# TEXT SECTION
--------------------------------------------------
Set up conversations
Handle user messages across channels.
Conversations are how your agent receives and responds to user messages. Each conversation file defines a handler that runs when a message arrives on a matching channel.
Creating a conversation
Create a file in src/conversations/ that exports a Conversation:
import { Conversation } from '@botpress/runtime'
export default new Conversation({
channel: '*',
handler: async ({ execute }) => {
await execute({
instructions: 'You are a helpful assistant.',
})
},
})
This is the simplest possible conversation. It matches all channels and hands every message to the AI model with a system instruction.
You can test your conversation using the Chat page in the dev console. This requires the webchat integration, so install it first with adk add webchat.
Channel matching
The channel field determines which integration channels this conversation handles:
export default new Conversation({
channel: '*',
handler: async ({ execute }) => {
await execute({
instructions: 'You are a helpful assistant.',
})
},
})export default new Conversation({
channel: 'webchat.channel',
handler: async ({ execute }) => {
await execute({
instructions: 'You are a helpful assistant.',
})
},
})export default new Conversation({
channel: ['chat.channel', 'webchat.channel'],
handler: async ({ execute }) => {
await execute({
instructions: 'You are a helpful assistant.',
})
},
}) When you use "*", the handler runs for any channel, but message and event are typed as unknown. Specifying a channel gives you strict types on message payloads, event payloads, and the conversation instance:
// channel: "*" — message.payload is unknown
handler: async ({ message }) => {
const text = message.payload.text // ❌ TypeScript error
}
// channel: "webchat.channel" — message.payload is fully typed
handler: async ({ message }) => {
const text = message.payload.text // ✅ string
}
If multiple conversation files match the same channel, the most specific match wins. A conversation with channel: "webchat.channel" takes priority over one with channel: "*" for webchat messages.
--------------------------------------------------
# EXERCISE
List each distinct value assigned to the channel field in the code samples of the conversation setup guide.

(Saved entries)
--------------------------------------------------
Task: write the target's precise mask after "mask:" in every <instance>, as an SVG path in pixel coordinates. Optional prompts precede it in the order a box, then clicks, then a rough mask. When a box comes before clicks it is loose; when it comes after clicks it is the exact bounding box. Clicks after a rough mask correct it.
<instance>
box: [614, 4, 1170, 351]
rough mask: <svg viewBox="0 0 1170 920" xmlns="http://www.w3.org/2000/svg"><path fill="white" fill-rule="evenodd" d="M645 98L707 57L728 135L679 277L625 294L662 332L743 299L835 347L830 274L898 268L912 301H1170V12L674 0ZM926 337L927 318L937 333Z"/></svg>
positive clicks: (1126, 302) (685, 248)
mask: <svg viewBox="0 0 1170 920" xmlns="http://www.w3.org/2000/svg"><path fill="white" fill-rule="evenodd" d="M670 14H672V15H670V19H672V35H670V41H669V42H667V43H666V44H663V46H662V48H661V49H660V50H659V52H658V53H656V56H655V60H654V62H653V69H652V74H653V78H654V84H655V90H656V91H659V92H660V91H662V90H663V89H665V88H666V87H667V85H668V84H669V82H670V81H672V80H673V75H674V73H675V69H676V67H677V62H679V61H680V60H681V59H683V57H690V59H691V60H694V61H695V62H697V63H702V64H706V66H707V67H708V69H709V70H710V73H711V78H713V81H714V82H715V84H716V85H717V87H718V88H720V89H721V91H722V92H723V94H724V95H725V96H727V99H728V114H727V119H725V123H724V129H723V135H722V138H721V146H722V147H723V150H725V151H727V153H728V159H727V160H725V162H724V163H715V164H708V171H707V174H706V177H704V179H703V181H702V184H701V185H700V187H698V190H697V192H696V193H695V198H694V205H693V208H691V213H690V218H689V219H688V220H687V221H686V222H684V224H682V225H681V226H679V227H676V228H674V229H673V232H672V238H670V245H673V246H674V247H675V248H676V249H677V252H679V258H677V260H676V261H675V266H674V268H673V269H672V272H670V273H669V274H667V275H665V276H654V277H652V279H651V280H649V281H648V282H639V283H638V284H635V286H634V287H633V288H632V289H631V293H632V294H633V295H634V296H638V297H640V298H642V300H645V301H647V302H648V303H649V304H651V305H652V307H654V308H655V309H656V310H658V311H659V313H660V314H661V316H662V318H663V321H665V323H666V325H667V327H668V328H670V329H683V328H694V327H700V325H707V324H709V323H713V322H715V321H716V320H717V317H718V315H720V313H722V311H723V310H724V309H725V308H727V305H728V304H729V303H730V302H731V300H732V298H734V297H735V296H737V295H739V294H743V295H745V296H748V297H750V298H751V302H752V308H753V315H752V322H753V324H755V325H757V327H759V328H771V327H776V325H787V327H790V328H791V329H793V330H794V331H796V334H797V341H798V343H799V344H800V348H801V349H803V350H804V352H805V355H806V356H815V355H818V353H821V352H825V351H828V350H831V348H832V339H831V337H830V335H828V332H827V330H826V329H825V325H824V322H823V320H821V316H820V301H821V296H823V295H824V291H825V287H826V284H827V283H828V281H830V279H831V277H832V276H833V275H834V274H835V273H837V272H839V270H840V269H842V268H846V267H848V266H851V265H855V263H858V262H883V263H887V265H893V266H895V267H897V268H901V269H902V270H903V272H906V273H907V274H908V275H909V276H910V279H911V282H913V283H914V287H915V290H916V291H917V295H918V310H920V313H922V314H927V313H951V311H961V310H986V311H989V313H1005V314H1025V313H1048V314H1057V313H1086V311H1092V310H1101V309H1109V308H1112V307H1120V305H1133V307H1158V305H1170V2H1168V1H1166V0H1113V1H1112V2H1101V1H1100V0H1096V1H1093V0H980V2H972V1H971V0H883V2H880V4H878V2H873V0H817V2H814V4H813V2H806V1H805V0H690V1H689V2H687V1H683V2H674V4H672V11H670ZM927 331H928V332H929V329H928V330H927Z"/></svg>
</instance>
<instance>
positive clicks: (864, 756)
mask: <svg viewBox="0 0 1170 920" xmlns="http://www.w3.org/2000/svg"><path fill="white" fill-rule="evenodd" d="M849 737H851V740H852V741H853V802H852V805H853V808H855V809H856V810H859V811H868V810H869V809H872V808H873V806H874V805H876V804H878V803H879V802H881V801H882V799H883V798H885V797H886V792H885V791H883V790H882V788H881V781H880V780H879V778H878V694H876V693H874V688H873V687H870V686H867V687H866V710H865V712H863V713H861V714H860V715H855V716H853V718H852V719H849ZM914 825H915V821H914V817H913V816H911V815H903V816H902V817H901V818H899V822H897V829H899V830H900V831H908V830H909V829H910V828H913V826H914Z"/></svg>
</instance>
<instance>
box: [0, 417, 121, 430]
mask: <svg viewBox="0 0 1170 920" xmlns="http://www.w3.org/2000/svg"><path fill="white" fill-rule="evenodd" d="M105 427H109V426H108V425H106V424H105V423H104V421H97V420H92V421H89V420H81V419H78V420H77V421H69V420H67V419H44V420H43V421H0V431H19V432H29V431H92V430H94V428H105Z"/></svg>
--------------------------------------------------
# THE ANSWER
- '*'
- 'webchat.channel'
- 'chat.channel'